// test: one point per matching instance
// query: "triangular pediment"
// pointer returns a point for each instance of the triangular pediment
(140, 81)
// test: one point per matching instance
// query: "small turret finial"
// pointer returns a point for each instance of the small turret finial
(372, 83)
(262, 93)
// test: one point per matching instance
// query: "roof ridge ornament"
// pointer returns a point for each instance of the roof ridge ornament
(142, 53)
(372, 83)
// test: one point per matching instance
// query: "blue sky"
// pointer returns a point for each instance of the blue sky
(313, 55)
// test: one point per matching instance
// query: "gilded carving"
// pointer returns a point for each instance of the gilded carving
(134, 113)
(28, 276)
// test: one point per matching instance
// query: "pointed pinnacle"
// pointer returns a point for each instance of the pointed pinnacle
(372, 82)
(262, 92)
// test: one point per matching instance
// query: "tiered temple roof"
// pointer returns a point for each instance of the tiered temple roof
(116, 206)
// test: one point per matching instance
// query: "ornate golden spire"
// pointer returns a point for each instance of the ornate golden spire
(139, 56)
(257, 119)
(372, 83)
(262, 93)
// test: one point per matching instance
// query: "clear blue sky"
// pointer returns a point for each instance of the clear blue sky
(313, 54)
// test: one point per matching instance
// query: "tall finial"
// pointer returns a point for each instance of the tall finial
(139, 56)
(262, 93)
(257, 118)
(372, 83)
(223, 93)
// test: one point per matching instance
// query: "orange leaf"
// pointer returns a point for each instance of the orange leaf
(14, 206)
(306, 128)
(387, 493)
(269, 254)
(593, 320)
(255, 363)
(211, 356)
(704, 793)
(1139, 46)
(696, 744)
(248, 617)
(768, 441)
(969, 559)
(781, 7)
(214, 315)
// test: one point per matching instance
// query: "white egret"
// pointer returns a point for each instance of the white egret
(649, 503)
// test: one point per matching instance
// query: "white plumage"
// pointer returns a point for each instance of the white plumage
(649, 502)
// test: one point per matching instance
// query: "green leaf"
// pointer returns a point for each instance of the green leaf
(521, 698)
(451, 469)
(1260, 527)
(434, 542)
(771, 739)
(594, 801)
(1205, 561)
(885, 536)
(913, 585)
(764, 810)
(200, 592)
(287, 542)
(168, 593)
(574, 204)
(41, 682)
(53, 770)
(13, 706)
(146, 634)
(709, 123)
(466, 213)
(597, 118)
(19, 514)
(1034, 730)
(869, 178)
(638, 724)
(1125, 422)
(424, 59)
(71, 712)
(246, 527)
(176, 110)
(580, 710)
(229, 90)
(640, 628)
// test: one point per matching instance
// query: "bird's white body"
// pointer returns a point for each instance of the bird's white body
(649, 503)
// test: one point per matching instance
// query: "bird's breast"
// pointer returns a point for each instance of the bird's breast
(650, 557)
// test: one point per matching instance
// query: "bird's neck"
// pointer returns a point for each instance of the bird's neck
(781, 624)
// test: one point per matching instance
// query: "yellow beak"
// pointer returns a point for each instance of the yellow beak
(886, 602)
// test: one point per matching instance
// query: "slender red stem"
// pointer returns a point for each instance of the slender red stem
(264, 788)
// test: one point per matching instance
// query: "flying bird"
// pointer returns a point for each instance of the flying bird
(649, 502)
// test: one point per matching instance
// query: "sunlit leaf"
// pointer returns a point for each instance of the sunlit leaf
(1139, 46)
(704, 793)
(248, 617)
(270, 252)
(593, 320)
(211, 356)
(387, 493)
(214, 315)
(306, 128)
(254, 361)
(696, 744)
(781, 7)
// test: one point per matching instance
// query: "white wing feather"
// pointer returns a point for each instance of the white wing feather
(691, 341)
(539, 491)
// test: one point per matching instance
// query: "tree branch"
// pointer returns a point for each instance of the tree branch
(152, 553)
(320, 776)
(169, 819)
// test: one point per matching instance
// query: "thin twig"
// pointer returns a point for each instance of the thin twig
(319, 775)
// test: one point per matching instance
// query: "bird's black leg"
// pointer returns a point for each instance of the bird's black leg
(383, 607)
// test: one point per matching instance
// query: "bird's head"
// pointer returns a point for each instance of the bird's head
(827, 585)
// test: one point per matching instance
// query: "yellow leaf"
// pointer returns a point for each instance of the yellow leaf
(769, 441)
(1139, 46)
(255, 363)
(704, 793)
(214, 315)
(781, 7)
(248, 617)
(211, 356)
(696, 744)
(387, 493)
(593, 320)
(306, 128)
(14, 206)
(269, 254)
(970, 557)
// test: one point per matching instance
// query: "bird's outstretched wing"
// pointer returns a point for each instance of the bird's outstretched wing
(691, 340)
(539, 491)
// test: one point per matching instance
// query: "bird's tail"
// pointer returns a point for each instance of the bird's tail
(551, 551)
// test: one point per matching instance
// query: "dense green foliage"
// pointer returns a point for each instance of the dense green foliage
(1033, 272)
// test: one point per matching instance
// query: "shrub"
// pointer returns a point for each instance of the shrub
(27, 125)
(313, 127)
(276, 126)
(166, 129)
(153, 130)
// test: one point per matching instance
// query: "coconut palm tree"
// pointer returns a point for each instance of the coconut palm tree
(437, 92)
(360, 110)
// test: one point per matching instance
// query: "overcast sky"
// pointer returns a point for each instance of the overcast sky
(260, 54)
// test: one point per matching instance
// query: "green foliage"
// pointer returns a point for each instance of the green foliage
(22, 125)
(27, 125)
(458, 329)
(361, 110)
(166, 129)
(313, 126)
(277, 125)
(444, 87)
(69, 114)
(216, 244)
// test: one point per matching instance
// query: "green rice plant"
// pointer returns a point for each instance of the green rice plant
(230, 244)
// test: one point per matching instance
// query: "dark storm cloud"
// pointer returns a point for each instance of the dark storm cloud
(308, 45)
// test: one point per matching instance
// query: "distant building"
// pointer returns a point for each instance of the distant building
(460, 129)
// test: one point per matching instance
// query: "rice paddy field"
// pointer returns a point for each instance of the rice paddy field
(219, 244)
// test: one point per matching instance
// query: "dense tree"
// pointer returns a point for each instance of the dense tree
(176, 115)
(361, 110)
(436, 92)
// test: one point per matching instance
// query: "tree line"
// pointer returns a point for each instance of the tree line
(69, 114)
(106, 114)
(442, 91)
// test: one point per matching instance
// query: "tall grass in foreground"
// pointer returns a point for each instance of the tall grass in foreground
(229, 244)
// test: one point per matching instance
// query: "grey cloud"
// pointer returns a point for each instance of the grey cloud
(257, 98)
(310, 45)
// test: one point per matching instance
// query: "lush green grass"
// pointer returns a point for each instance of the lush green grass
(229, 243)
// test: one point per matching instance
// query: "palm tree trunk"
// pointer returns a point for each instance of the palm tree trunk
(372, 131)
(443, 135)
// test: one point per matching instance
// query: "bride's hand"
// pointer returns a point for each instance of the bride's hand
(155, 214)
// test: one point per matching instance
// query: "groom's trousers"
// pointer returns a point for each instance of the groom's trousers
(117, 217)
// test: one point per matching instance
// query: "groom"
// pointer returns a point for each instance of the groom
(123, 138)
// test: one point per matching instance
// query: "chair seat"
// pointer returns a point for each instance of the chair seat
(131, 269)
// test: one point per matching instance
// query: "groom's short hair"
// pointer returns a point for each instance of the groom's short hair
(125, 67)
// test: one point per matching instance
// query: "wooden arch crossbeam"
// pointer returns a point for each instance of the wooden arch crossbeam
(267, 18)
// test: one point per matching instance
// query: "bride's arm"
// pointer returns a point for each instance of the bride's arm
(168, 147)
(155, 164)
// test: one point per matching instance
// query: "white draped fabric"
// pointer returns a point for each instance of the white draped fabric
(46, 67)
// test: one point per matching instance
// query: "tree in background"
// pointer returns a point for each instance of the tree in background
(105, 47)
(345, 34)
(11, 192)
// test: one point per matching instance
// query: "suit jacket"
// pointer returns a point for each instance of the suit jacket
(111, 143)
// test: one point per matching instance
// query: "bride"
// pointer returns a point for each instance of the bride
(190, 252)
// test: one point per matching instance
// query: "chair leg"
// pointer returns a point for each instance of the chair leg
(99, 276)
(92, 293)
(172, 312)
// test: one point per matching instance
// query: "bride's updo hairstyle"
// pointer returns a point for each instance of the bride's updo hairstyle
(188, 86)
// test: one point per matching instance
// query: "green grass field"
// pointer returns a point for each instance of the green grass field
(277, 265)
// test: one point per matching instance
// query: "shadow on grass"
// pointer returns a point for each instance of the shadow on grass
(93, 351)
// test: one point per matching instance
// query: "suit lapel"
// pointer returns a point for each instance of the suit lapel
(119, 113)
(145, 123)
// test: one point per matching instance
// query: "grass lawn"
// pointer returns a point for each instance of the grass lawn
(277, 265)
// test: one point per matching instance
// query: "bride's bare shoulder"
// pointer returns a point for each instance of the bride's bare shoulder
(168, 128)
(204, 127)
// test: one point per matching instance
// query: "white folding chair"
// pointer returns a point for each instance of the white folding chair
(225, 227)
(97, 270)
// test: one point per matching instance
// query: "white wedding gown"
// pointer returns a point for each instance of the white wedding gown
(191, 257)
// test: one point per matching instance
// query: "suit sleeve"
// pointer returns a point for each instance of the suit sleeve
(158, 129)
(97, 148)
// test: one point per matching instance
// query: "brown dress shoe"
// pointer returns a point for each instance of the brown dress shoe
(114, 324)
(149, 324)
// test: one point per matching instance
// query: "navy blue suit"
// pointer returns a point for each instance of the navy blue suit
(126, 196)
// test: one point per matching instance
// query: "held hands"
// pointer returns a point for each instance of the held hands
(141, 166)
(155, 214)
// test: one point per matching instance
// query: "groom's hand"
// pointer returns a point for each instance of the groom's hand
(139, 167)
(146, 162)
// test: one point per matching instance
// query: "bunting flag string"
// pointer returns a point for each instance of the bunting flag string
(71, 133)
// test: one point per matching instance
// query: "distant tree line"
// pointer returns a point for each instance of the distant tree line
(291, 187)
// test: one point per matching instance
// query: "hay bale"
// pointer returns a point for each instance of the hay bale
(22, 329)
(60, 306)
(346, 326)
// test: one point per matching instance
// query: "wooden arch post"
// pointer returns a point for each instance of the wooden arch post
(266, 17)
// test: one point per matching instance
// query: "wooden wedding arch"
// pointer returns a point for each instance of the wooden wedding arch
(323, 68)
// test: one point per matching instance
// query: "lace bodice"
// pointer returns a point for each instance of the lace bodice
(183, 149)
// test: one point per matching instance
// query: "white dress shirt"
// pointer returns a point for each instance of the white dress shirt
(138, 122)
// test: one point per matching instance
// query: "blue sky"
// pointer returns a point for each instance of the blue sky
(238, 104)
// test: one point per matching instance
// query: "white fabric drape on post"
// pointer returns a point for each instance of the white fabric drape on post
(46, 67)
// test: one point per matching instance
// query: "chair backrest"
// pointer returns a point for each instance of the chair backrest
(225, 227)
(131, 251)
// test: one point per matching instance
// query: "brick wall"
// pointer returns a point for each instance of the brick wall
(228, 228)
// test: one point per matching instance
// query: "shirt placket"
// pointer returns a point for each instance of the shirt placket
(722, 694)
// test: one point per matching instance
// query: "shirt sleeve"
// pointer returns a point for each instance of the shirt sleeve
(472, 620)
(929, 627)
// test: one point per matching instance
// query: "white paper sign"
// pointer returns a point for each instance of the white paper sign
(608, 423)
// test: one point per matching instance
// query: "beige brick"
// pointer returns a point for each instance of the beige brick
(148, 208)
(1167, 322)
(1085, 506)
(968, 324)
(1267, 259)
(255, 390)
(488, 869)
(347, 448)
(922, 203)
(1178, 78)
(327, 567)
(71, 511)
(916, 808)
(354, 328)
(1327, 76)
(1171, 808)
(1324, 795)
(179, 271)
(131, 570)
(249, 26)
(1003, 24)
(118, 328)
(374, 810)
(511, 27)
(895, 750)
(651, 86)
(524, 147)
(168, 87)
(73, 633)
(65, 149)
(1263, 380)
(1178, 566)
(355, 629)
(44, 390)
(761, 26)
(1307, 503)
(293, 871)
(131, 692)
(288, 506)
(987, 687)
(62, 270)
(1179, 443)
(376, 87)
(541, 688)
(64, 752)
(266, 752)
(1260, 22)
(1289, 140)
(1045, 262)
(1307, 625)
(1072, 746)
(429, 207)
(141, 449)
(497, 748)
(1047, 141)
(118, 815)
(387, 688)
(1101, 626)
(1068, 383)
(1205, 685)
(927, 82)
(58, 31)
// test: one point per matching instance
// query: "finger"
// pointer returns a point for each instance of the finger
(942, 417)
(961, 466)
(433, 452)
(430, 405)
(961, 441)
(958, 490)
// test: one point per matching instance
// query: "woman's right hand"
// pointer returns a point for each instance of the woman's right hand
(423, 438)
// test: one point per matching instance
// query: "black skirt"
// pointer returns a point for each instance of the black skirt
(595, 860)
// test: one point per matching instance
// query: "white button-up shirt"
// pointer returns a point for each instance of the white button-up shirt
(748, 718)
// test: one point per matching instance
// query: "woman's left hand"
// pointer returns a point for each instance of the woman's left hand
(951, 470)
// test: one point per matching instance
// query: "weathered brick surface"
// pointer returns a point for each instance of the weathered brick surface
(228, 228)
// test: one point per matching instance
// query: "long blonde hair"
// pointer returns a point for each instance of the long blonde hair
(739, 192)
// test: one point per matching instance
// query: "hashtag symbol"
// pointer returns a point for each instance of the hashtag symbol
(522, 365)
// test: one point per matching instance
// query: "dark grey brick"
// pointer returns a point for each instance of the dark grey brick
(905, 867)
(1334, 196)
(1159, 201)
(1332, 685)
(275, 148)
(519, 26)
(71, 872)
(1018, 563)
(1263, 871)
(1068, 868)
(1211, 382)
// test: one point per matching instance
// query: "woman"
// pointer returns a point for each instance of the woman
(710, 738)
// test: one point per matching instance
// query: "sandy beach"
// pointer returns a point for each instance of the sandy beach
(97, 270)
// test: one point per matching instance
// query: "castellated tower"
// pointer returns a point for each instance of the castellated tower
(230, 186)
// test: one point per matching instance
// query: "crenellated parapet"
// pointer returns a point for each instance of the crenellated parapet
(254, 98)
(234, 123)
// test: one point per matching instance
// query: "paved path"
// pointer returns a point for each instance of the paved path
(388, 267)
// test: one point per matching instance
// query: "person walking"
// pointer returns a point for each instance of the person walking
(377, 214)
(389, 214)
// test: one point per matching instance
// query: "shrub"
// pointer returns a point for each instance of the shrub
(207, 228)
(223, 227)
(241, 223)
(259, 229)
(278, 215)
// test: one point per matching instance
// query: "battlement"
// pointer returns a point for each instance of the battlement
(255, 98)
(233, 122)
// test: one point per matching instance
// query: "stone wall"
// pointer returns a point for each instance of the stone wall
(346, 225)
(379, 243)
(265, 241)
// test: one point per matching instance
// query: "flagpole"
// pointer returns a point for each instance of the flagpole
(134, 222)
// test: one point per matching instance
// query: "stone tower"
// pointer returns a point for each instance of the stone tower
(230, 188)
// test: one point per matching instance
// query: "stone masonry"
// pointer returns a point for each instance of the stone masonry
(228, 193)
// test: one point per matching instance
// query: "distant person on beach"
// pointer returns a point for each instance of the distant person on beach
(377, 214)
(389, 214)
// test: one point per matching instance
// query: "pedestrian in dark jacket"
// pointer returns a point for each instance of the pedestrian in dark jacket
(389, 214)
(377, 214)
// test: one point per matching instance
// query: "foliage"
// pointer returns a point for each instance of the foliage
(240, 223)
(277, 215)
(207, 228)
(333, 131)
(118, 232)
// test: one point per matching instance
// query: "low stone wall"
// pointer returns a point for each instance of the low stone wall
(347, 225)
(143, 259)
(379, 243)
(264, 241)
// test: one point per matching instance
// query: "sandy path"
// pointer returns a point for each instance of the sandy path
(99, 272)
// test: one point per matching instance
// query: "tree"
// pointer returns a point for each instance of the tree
◆ ◆ ◆ ◆ ◆
PROMPT: Report every line of the rows above that contains the word "cloud", with case counting.

PROBLEM SOLUTION:
// query: "dark storm cloud"
// pointer returns a point for each instance of the dark storm cloud
// query: "grey cloud"
// pointer returns a point for each instance of the grey cloud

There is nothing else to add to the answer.